* _Предоставленный текст_

Исследователи из группы Аарона Одома из Университета Мичигана, давно и плодотворно получающие металлоорганические нитридные и имидные комплексы хрома, синтезировали комплекс, в котором один атом хрома связан с атомами азота двумя одинарными, двойной и тройной связями. Полученное соединение было получено в результате реакции нитридного трис(амидного) комплекса хрома с гидридом калия в присутствии криптанда. Уникальный азотсодержащий комплекс хрома [K(crypt-2.2.2)][NCr(NPh)(N(Pr-i)2)2] представляет собой кристаллическое вещество янтарного цвета. Порядок связей в полученном соединении был подтвержден с помощью анализа связей по Майеру и в результате анализа 14N ЯМР спектров полученных соединений.



Изучение поведения комплекса в реакциях с различными электрофильными агентами показало, что электрофильная атака протекает и по имидному, и по нитридному атому азота, даже несмотря на то, что имидный азот несёт на себе больший по значению отрицательный заряд – такая реакционная способность позволит разработать и использовать новые уникальные реакции имидных комплексов переходных металлов.

* _Исходные данные_
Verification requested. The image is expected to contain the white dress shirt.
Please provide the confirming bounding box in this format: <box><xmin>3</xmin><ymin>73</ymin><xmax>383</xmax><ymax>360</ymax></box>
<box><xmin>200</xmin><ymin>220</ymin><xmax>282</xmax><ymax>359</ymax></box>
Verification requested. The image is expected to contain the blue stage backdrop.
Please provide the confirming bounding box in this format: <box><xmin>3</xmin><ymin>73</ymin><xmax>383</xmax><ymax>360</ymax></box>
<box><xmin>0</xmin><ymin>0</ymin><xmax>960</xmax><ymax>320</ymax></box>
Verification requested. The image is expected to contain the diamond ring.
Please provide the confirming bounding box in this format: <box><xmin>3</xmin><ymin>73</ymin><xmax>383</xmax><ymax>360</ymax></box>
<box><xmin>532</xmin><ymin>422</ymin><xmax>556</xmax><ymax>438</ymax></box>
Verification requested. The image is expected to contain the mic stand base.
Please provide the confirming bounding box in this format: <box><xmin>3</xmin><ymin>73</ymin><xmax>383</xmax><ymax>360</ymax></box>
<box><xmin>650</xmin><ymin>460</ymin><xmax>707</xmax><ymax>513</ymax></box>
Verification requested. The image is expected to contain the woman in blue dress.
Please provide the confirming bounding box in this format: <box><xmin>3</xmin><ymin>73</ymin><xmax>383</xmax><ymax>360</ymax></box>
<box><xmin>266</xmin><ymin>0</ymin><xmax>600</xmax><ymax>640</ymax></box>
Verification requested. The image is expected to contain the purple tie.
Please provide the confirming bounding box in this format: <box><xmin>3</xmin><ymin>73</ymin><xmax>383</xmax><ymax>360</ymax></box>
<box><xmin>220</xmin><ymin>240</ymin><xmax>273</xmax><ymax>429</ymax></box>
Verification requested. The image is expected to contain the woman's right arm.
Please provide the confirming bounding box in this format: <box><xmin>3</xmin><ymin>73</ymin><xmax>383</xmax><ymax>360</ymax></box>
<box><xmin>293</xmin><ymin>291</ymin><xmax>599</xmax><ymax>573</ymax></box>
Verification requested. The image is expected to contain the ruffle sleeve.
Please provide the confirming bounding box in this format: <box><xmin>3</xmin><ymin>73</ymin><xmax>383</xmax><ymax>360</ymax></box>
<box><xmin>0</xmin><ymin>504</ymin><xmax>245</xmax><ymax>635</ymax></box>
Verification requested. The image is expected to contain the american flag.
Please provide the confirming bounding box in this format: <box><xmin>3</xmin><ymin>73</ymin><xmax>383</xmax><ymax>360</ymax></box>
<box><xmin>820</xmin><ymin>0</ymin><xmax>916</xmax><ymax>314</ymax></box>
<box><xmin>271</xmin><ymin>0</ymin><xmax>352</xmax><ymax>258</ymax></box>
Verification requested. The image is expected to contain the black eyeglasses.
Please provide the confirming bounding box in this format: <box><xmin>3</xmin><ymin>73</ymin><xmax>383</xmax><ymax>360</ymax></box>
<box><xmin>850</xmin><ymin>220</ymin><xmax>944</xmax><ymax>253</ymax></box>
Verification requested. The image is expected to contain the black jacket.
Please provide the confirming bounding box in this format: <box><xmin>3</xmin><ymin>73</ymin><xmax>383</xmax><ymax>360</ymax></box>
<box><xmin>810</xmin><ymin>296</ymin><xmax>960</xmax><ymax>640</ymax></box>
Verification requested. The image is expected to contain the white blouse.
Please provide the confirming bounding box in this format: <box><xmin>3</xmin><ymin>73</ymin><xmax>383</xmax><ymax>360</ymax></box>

* _Задания_
(a) Перечислите по тексту о комплексе хрома все вещества, названные в описании реакции, в которой этот комплекс был получен.
(b) Напишите продолжение текста о новом азотсодержащем комплексе хрома, начав сразу после его последнего предложения.
Приведённые позиции здесь не используются.

* _Решённые задания_
(a) Нитридный трис(амидный) комплекс хрома, гидрид калия, криптанд.

(b)
Молекула – тройная лента Мебиуса

Международная группа исследователей под руководством Кари Риссанена (Kari Rissanen) и Райнера Хергеса (Rainer Herges) впервые получили аннулен, строение которого можно описать как «тройной лист Мебиуса» – в настоящее время это соединение является самой искаженной молекулой, в которой, тем не менее, сохраняется сопряжение.


Аналогом молекулы Мебиуса можно считать обычный бумажный лист Мебиуса, который каждый может склеить в домашних условиях из бумажной ленты, только соединяя концы полоски, – надо предварительно перевернуть один из них на 180°. Тройная лента Мебиуса подразумевает двойное скручивание концов, и ее лучше всего представить, загуглив или вспомнив международный символ переработки ресурсов, – такие геометрические фигуры фактически обладают лишь одной топологической поверхностью.



До настоящего времени было достаточно сложно получить молекулу с одной поверхностью – «молекулу Мебиуса» было очень сложно получить, и до настоящего времени были получены только молекулы – «простые молекулы Мебиуса». Теперь исследователям удалось получить тройной аннулен – более сложную молекулярную форму ленты Мебиуса.

Такие хиральные соединения (оптическая активность которых определяется право– или левозакрученностью молекулы Мебиуса) представляют весьма интересные объекты с точки зрения молекулярной топологии, и сложно сказать, смогут ли они найти свое применение, однако создатели этих молекул не исключают возможность их использования из-за интересных электронных и оптоэлектронных свойств.

Самая большая молекула Мебиуса

Исследователи из Кореи и Японии написали новую главу в книге про ароматичность, синтезировав самую большую на настоящее время ароматическую молекулу Мебиуса.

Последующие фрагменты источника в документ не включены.